• _Directions_:
Line count for the string "blue" in the records below: report that figure and nothing else.

::: Information supplied

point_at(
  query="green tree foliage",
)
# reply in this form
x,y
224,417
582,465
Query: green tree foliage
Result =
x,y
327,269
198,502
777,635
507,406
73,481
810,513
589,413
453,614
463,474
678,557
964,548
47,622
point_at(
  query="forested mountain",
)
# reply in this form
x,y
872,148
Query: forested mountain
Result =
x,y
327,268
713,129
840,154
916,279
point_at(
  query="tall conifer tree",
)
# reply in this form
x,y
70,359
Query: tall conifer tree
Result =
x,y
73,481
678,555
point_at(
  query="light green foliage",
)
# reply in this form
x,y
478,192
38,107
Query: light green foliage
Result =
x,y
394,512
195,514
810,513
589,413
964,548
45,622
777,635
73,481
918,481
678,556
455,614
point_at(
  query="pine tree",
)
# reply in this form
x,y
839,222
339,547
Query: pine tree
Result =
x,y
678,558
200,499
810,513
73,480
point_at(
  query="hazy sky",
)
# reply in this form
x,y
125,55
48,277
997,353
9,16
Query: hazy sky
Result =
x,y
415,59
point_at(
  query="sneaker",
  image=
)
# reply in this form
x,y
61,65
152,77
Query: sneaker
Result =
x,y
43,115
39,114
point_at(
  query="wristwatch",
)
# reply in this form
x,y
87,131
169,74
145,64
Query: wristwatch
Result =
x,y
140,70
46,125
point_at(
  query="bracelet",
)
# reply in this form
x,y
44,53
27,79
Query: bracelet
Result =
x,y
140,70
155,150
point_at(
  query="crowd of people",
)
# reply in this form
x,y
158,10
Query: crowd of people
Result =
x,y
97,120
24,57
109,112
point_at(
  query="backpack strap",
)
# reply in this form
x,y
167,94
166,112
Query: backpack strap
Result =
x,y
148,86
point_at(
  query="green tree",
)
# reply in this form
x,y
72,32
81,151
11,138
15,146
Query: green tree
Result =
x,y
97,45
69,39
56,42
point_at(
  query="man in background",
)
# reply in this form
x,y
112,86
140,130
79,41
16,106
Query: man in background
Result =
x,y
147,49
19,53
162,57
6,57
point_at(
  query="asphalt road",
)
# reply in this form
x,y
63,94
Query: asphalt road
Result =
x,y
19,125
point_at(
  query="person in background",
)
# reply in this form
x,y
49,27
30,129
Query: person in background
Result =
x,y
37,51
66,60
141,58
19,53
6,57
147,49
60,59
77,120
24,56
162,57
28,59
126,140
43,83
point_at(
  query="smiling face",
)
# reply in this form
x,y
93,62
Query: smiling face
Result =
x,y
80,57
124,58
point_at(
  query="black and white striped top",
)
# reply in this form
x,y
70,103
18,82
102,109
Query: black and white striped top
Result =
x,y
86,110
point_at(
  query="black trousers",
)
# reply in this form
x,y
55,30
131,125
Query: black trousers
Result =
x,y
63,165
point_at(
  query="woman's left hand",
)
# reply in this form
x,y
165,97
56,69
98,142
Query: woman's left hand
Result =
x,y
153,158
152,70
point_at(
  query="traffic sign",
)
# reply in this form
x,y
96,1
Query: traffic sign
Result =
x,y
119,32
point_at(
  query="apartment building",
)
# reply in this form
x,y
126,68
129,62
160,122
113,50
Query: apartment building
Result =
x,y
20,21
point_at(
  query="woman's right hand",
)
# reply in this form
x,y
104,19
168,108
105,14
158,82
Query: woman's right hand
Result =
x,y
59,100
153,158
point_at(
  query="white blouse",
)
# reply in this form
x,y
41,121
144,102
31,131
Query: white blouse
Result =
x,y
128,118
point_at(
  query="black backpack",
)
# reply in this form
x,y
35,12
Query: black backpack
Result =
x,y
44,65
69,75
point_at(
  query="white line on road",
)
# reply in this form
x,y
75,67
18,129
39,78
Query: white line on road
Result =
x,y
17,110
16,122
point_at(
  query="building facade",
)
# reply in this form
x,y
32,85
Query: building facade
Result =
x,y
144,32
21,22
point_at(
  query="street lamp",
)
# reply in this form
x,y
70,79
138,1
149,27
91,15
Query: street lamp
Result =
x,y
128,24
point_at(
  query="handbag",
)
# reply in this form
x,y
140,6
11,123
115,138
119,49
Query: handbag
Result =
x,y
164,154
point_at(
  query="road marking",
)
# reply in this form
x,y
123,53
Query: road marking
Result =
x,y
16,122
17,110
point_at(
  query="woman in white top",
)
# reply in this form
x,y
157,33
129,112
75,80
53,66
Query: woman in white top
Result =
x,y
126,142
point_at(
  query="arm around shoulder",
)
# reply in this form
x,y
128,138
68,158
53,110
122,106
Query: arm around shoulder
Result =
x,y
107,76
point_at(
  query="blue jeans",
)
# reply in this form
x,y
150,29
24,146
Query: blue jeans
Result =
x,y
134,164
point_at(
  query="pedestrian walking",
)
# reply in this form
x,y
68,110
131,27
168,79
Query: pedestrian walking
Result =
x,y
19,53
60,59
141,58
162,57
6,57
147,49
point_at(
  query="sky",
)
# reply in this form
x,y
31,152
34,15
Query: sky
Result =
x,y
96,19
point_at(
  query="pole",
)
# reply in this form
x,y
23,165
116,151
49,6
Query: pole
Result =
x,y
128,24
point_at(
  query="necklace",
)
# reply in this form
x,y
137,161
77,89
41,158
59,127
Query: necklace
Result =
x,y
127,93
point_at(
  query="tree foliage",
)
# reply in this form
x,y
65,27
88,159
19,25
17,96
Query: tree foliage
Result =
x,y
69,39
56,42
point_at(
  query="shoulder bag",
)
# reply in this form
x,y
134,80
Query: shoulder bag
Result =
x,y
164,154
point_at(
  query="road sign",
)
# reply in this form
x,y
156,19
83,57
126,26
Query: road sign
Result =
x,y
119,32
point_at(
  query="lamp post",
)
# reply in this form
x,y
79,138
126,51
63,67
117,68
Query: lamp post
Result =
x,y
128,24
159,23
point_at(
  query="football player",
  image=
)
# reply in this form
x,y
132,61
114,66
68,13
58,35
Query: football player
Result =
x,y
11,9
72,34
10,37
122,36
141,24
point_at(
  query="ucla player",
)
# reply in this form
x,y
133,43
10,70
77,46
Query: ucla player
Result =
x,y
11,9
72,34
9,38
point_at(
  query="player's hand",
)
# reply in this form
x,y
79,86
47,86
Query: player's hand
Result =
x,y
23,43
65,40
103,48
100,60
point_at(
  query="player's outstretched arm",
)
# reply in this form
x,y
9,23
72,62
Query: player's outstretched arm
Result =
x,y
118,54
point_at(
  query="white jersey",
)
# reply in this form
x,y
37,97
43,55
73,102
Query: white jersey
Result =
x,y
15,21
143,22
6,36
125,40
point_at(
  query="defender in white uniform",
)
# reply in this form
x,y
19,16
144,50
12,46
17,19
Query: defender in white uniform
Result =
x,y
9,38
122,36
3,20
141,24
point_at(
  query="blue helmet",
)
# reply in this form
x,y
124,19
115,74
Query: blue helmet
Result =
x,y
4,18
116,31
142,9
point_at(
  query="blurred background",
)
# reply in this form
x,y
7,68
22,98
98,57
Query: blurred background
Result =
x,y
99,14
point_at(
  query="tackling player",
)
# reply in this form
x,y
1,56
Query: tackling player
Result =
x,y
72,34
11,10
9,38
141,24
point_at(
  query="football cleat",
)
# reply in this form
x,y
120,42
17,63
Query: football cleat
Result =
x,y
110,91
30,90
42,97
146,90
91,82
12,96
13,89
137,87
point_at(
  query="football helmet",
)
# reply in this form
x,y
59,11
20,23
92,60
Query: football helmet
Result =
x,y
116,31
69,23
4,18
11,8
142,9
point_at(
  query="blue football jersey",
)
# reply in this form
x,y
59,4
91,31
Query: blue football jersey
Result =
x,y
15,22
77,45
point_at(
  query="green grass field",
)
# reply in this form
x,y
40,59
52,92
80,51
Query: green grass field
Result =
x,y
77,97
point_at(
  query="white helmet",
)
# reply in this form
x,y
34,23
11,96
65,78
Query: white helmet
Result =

::::::

• _Answer to this task_:
6